Lines of data:
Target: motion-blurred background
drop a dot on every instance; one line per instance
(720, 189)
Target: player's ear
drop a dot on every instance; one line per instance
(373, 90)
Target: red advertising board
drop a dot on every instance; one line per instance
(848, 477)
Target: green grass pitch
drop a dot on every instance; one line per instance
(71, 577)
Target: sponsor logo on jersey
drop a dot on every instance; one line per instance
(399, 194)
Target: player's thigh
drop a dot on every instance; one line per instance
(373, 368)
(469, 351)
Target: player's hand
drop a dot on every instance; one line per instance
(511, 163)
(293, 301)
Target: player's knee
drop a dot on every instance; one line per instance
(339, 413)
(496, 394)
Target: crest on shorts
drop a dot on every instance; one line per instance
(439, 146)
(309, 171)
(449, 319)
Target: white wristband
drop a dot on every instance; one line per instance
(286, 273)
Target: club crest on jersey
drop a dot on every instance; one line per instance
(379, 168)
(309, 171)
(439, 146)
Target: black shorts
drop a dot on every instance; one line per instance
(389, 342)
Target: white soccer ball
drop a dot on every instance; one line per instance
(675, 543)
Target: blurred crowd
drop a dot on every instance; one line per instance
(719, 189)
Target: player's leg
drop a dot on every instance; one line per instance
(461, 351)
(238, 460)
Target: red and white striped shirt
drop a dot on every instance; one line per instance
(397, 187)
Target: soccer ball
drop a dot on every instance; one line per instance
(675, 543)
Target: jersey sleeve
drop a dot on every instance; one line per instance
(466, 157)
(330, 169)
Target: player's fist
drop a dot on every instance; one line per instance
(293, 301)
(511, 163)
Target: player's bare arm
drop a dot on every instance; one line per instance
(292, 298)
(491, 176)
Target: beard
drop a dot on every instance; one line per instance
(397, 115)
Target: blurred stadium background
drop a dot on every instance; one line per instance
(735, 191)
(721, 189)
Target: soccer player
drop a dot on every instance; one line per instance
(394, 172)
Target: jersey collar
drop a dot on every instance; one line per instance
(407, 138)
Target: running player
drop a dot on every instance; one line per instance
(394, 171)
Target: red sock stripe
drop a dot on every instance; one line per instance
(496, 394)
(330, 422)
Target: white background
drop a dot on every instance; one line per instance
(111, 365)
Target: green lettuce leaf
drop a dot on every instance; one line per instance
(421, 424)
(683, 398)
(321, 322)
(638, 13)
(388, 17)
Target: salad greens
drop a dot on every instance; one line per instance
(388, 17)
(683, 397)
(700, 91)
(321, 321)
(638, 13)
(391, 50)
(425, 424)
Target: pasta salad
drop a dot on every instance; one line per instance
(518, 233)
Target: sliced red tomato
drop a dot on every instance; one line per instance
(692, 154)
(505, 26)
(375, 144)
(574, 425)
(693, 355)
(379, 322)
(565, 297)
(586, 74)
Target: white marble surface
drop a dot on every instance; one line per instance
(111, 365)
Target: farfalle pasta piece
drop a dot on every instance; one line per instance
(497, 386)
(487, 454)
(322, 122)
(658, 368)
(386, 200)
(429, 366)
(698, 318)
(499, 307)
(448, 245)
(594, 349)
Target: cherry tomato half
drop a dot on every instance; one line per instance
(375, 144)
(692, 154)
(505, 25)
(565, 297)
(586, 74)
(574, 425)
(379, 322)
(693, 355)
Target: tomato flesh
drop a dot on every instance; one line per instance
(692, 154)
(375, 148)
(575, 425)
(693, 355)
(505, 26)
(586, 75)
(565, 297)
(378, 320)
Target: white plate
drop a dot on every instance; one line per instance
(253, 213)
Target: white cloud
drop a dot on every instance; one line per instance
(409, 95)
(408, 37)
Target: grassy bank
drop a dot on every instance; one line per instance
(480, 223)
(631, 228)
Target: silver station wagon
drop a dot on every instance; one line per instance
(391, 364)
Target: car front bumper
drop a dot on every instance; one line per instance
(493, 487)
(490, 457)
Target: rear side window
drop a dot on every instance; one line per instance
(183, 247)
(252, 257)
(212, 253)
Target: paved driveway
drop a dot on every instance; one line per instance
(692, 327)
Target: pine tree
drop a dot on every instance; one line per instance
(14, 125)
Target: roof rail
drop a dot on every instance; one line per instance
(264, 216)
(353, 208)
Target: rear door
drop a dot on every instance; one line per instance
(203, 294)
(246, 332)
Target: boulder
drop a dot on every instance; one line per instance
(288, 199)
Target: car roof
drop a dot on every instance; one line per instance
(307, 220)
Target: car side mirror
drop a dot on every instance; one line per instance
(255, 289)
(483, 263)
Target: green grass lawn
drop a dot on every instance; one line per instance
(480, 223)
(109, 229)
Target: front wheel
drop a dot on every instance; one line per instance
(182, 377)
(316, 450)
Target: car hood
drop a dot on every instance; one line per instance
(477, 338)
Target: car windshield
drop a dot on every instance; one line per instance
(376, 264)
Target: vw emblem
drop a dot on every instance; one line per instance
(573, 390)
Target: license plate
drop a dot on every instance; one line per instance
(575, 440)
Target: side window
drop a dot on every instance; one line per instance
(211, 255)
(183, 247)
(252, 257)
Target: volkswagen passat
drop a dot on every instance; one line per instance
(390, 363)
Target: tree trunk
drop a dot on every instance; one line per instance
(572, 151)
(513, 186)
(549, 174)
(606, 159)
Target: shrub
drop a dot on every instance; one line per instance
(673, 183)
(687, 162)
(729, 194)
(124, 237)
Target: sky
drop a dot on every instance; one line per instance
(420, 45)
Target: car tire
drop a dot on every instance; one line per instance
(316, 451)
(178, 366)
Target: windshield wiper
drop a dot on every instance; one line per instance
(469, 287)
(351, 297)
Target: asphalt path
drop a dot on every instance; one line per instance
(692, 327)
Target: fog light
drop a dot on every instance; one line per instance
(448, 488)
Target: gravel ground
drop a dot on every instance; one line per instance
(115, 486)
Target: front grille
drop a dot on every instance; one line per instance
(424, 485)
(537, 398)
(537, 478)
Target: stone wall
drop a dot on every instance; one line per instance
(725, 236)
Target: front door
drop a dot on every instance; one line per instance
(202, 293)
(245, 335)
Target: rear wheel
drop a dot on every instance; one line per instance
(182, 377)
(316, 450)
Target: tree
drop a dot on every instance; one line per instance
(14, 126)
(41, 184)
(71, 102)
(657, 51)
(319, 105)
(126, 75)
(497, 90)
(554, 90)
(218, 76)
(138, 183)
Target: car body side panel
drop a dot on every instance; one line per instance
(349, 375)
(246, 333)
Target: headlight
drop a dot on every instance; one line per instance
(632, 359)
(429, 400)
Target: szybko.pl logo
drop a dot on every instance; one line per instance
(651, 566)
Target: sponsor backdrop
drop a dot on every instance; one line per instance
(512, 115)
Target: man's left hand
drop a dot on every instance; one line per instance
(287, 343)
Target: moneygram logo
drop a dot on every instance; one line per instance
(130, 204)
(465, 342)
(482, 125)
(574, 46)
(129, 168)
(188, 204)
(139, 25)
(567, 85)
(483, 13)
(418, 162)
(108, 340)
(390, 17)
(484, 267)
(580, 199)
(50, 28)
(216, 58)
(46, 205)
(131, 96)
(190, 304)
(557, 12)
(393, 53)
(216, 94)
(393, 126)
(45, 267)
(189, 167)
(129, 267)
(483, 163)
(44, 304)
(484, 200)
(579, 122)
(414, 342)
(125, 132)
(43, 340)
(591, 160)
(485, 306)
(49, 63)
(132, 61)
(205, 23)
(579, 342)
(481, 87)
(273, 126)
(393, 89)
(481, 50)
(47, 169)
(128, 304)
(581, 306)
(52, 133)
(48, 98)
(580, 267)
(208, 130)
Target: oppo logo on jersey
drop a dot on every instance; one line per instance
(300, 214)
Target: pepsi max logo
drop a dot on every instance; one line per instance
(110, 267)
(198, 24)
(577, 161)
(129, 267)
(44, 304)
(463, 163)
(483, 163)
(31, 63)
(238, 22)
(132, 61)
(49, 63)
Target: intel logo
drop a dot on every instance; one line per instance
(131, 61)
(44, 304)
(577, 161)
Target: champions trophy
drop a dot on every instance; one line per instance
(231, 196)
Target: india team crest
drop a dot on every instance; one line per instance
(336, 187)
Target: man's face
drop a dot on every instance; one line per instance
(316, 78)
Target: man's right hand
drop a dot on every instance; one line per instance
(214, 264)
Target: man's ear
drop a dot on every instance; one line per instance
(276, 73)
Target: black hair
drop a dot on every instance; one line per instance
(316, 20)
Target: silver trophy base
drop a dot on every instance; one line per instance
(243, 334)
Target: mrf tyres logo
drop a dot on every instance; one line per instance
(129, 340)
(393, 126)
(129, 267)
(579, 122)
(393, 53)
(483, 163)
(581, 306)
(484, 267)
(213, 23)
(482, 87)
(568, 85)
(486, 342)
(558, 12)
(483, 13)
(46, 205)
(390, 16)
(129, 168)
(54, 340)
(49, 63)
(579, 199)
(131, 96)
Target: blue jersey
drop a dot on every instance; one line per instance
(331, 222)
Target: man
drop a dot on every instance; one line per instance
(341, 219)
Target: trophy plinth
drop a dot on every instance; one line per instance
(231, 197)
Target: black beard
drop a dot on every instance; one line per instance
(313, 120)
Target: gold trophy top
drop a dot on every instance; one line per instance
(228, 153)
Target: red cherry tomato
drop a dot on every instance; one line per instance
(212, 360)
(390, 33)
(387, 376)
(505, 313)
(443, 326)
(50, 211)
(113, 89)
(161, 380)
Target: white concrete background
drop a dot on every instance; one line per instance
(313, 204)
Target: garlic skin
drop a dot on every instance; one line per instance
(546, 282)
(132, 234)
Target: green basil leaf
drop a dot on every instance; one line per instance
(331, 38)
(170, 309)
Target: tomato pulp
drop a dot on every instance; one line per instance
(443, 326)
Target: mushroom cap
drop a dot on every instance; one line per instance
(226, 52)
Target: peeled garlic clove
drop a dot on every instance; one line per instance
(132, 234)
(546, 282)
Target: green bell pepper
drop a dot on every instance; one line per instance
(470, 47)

Requirement
Reproduce the records above exactly, starting with the line that contains "Target: trophy plinth" and ending with the last line.

Expected output
Target: trophy plinth
drop a dot on every instance; one line per instance
(231, 197)
Target: black beard
drop a dot on every instance; one line per instance
(313, 120)
Target: gold trophy top
drop a dot on every instance; one line per instance
(228, 153)
Target: red cherry tomato
drop a dot on every instance; one line per instance
(212, 360)
(390, 33)
(387, 376)
(505, 313)
(443, 326)
(50, 211)
(113, 89)
(161, 380)
Target: white concrete background
drop a dot on every instance; one line per instance
(313, 204)
Target: garlic skin
drop a dot on every instance; one line per instance
(546, 282)
(132, 234)
Target: green basil leaf
drop a dot on every instance; one line per instance
(331, 38)
(170, 309)
Target: tomato pulp
drop a dot on every instance; one line per instance
(443, 326)
Target: mushroom cap
drop a dot on every instance; one line per instance
(226, 52)
Target: peeled garlic clove
drop a dot on every instance; one line per instance
(132, 234)
(546, 282)
Target: green bell pepper
drop a dot on every instance; one line per instance
(470, 47)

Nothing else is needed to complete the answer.